Once the line containing "Need: drop a pin on every instance of the grey accent" is found in the records below, return it and each following line exactly, up to and including the line containing "Need: drop a pin on every instance of the flush", and nothing else.

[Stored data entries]
---+---

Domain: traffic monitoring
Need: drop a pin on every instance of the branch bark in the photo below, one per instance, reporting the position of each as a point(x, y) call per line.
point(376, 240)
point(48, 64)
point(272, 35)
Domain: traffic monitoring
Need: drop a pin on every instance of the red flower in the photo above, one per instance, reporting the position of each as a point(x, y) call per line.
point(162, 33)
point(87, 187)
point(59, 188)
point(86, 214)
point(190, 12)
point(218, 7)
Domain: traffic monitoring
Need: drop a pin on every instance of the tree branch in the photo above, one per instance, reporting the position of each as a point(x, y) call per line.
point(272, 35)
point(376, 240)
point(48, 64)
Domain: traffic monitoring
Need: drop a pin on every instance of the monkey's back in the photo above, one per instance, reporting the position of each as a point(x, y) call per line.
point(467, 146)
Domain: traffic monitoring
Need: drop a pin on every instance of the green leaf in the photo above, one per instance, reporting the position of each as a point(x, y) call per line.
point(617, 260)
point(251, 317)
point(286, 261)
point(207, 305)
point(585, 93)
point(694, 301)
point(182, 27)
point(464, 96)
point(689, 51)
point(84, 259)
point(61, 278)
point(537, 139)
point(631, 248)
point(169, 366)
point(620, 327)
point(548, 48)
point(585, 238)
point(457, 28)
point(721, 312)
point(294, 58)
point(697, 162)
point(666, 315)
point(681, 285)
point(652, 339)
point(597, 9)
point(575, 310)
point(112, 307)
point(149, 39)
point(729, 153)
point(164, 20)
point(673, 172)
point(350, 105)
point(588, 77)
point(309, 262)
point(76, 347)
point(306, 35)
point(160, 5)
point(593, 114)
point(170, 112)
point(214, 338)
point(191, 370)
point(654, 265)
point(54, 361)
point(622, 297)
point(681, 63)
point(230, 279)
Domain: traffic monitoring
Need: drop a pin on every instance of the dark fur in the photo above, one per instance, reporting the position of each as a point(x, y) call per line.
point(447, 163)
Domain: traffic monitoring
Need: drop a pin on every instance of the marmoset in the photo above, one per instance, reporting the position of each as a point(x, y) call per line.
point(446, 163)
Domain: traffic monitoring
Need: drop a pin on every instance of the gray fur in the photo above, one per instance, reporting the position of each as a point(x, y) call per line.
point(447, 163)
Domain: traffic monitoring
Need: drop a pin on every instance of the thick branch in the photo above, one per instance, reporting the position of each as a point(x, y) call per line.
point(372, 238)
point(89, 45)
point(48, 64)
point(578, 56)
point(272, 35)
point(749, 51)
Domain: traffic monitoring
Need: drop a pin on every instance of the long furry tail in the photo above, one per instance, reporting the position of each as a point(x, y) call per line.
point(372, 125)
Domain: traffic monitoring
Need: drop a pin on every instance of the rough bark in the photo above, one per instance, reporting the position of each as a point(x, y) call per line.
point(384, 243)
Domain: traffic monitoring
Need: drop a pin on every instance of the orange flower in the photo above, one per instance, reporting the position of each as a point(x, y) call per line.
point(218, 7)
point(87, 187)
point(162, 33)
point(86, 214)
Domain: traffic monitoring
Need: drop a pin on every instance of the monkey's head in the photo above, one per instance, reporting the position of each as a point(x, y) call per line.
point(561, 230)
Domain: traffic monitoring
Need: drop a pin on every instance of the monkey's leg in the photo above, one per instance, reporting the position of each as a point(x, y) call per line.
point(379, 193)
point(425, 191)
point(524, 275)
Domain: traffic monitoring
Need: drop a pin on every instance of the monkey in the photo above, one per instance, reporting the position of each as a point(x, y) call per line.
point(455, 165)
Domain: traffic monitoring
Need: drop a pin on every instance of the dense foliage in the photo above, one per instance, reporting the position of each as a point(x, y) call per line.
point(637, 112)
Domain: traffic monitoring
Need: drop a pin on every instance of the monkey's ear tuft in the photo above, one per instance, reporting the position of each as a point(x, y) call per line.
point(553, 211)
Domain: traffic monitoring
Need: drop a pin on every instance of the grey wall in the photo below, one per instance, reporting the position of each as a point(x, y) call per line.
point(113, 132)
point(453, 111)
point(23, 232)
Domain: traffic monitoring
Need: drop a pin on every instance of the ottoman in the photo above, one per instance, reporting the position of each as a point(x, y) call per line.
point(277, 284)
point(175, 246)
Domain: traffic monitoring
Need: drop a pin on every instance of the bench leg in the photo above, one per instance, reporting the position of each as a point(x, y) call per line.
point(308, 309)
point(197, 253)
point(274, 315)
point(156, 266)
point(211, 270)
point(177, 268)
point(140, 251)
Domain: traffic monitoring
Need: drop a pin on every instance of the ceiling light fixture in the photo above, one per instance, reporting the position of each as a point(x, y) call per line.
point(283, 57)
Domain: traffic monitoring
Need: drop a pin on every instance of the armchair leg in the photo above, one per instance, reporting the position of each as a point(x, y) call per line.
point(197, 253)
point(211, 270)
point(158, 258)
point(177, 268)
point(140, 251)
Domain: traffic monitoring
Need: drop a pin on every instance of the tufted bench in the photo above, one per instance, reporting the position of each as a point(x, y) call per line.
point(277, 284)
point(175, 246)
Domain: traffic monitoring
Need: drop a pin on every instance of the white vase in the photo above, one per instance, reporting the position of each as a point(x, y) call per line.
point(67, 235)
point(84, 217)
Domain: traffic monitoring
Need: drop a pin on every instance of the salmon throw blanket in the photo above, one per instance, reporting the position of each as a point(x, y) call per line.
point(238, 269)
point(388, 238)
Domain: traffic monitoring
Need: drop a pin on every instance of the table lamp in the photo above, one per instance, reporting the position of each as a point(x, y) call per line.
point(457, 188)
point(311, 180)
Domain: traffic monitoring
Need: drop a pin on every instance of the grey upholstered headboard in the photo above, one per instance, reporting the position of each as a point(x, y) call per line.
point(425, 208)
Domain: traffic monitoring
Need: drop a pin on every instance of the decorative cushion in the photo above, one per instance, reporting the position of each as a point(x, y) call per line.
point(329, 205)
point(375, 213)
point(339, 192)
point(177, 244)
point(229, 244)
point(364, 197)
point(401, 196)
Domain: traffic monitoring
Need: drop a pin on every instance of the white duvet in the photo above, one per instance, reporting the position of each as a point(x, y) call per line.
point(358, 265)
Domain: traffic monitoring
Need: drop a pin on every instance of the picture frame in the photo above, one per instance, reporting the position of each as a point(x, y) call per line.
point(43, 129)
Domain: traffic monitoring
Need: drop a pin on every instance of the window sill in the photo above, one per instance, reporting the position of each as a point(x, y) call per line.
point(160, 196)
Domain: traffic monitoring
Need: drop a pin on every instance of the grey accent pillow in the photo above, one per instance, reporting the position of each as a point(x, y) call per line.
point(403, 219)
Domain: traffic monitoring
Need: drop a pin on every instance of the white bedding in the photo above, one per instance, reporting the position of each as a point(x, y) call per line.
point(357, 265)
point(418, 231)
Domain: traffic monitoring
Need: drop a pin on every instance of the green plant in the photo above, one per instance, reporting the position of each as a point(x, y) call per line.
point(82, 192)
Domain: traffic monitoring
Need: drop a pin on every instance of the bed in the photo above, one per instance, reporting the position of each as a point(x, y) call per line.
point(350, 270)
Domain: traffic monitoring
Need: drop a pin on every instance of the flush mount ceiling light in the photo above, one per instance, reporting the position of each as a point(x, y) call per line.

---+---

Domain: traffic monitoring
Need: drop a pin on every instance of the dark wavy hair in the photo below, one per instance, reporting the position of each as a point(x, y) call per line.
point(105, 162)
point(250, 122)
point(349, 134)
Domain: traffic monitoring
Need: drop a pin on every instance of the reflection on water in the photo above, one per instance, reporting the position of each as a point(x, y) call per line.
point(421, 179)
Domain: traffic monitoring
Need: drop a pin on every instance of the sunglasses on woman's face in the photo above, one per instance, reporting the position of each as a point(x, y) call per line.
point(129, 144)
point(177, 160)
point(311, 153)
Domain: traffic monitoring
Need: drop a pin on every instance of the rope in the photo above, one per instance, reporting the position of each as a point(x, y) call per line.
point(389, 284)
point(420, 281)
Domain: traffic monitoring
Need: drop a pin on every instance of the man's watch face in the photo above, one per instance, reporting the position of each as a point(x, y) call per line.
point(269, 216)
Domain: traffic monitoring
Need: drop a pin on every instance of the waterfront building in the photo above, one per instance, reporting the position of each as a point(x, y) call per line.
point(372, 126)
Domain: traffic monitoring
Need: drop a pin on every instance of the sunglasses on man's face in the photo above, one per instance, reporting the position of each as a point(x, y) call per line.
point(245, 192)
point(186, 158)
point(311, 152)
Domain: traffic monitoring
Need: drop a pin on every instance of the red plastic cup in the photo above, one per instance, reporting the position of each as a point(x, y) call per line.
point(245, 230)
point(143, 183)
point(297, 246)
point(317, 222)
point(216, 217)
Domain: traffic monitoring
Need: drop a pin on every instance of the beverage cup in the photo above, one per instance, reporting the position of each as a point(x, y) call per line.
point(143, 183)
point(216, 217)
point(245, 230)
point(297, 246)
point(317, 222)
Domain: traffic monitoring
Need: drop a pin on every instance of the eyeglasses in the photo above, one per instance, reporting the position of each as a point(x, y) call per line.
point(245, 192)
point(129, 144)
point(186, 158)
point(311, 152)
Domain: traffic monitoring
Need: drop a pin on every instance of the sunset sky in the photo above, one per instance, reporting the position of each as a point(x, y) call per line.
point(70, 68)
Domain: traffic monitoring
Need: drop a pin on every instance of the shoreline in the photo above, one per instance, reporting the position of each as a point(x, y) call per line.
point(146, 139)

---+---

• [Written solution]:
Need: drop a pin on every instance of the grey accent pillow in the photo above, one per instance, reporting the position of each as a point(x, y) call per line.
point(403, 219)
Domain: traffic monitoring
Need: drop a pin on every instance of the white bedding in the photo above, one per instance, reporting the position of each as a point(x, y) call per line.
point(357, 265)
point(418, 231)
Domain: traffic monitoring
Need: drop a pin on every instance of the green plant in the photo above, one per instance, reporting the position of each as a point(x, y) call per line.
point(82, 192)
Domain: traffic monitoring
Need: drop a pin on every instance of the bed in the photo above, one per instance, reporting the position of each as a point(x, y) call per line.
point(350, 270)
Domain: traffic monitoring
Need: drop a pin on every instance of the flush mount ceiling light in the photo above, one per instance, reporting the position of each as a point(x, y) call per line.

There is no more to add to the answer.